When faced with a difficult task, the obvious reaction is to look for a shortcut. It's no different in mHealth security, where a health system's employees will look for an easier way to use their device if the logins are too time-consuming or complex or the IT department is too slow to respond.
It's called finding a work-around, and it's usually illegal - and quite possibly dangerous.
It's also quite common. Sal Volpe, an independent physician and moderator of a panel discussion at Sunday's Privacy and Security Symposium at the mHealth Summit, said a recent survey found that 21 percent of healthcare workers use work-arounds every day to make their jobs easier, while another 30 percent said they cut corners "some of the time."
When that happens, however, security protocols are compromised, and the health system is vulnerable to hackers, with protected health information exposed to theft or loss.
So what to do? The challenge, says David Houlding, senior security and privacy researcher for Intel, is to design a security process that's strong enough to foil theft or misuse yet easy enough for employees to use. Multiple log-ins requiring your first pet's name and your first grade teacher or combinations of letters, numbers, punctuation marks and ancient hieroglyphics at least 20 characters long aren't going to work.
"Sometimes we shoot ourselves in the foot," he said.
Thompson Boyd, physician liaison for Hahnemann University Hospital, said front-line clinicians have to be involved in designing the security protocols or the apps from the get-go. They're the ones who are going to be using the devices and/or log-ins, so they're best suited to know what will and won't work. Likewise, he said, it's a good idea to have app developers "job-shadow" doctors and nurse to see how they use their devices.
Glenn Fala, senior director of software development for Penn Medicine, pointed out that some work-arounds are just better ways of doing things, and could be used constructively to improve the process. He noted that when some residents at Penn Med were frustrated with their on-call procedures, they developed their own app to improve the process. On another occasion, when the health system's IT department learned that some physicians were text-messaging each other, the health system installed a secure messaging app for them.
Mark Parkulo, vice chairman of the meaningful use coordinating group at the Mayo Clinic, said administrators there learned that some physicians were taking photographs of patient injuries with their own smartphones to help with analysis and documentation. Clinic administrators jumped in front of this problem by designing an app that can take a photograph and automatically store it in a secure archive.
While work-arounds can present opportunities for mHealth innovation, Parkulo emphasized that they are, first and foremost, examples of "risky behavior" by staff, and as such can lead to job termination. That's why, he said, it's important that administrators "get in front of your culture" to head off problems before they get serious.
Houlding pointed out that mHealth has given healthcare executives the opportunity to do many things better, from saving money to improving clinical outcomes. But it has also opened the door to many new challenges, making it difficult for IT to keep track of all the threats.
The trick, the panelists said, is to make compliance easier than the work-arounds.
"Make it easy to do the right things right," Boyd said, "and make it hard" to do the wrong things.

_ _ _

WHAT YOU WILL DO —
(1) Answer these from the mHealth security article:
(a) What share of healthcare workers said they use work-arounds every day?
(b) What did Penn Medicine install after learning that some physicians were text-messaging each other?
(c) What is Thompson Boyd's job?
(2) Set down the part of the mHealth security article that begins at the words "While work-arounds can" and stops after "than the work-arounds.", copied word for word.
The listing has nothing to do with the mHealth security article.

_ _ _

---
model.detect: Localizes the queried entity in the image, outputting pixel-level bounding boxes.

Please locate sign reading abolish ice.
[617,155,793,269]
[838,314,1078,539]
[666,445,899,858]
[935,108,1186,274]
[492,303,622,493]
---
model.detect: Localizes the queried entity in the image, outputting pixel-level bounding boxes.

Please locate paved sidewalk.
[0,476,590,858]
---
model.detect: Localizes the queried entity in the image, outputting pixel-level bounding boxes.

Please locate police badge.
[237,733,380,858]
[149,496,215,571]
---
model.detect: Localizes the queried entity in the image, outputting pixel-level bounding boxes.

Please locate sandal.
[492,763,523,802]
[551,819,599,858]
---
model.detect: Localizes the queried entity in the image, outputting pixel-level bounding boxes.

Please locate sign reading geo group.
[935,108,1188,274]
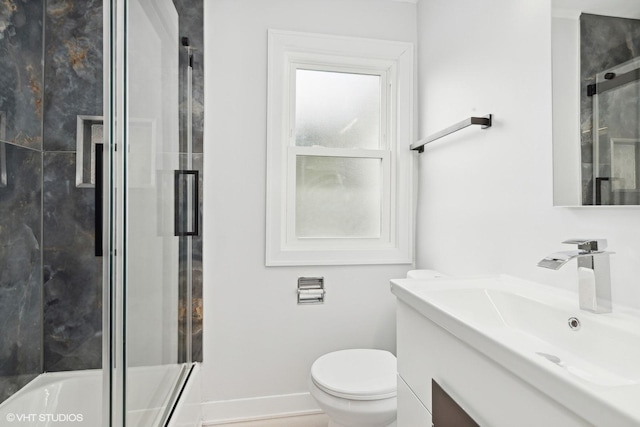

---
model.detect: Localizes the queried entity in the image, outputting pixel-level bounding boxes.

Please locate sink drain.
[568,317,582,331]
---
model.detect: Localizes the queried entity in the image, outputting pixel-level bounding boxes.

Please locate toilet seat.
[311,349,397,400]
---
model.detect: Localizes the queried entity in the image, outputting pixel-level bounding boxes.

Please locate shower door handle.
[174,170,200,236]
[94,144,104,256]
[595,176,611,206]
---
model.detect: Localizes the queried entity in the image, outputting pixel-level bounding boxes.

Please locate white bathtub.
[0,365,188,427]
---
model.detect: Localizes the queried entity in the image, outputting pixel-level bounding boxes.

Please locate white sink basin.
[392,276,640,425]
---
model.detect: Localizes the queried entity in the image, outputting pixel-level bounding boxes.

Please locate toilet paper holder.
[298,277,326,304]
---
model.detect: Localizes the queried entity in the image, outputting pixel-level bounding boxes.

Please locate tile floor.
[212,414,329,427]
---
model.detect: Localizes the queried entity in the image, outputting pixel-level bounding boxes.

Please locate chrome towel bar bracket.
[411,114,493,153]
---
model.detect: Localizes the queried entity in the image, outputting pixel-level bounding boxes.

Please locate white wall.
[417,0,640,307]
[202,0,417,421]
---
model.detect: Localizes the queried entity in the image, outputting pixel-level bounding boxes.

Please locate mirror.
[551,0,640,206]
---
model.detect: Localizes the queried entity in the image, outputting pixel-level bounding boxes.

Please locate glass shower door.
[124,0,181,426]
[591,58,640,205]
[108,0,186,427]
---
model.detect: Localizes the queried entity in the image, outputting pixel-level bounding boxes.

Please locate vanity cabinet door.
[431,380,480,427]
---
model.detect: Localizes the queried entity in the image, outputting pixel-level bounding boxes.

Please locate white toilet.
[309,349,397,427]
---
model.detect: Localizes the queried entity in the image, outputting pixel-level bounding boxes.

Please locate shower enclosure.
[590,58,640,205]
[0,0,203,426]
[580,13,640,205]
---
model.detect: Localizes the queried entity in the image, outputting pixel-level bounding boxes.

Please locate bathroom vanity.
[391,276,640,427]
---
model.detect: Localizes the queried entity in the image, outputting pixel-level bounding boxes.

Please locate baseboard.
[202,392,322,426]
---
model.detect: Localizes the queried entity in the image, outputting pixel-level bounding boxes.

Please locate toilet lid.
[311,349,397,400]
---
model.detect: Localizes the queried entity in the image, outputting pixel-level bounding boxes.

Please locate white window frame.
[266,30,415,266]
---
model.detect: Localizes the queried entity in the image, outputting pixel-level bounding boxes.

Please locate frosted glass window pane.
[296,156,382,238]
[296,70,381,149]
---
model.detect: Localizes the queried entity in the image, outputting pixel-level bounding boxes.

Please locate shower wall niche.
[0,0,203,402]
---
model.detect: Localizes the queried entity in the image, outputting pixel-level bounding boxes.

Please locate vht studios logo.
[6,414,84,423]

_ _ _

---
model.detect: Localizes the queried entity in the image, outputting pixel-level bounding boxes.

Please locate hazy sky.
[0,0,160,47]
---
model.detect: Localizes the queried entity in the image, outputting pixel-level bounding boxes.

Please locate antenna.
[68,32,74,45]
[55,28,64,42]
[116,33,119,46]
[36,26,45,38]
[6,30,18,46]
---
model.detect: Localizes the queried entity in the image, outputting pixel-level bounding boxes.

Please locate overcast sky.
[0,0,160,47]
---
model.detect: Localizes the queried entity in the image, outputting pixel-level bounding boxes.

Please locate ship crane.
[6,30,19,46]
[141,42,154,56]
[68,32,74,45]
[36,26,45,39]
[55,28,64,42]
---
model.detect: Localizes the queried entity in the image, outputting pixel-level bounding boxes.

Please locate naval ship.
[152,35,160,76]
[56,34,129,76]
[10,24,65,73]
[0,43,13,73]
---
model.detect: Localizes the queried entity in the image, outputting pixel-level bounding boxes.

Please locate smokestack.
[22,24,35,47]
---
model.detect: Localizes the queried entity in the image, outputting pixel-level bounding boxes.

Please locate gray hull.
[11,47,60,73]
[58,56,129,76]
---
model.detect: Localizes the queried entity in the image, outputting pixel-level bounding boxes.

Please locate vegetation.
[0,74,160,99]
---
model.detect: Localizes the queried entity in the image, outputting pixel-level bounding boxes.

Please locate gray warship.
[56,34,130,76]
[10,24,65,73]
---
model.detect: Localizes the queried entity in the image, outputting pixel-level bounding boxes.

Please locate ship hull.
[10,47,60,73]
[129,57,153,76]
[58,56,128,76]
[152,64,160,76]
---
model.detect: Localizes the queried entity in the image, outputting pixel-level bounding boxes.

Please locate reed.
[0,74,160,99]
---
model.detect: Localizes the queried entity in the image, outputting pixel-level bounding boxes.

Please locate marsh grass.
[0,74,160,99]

_ _ _

ANSWERS PROVIDED —
(1)
(a) 21 percent
(b) A secure messaging app
(c) Physician liaison for Hahnemann University Hospital

(2)
While work-arounds can present opportunities for mHealth innovation, Parkulo emphasized that they are, first and foremost, examples of "risky behavior" by staff, and as such can lead to job termination. That's why, he said, it's important that administrators "get in front of your culture" to head off problems before they get serious.
Houlding pointed out that mHealth has given healthcare executives the opportunity to do many things better, from saving money to improving clinical outcomes. But it has also opened the door to many new challenges, making it difficult for IT to keep track of all the threats.
The trick, the panelists said, is to make compliance easier than the work-arounds.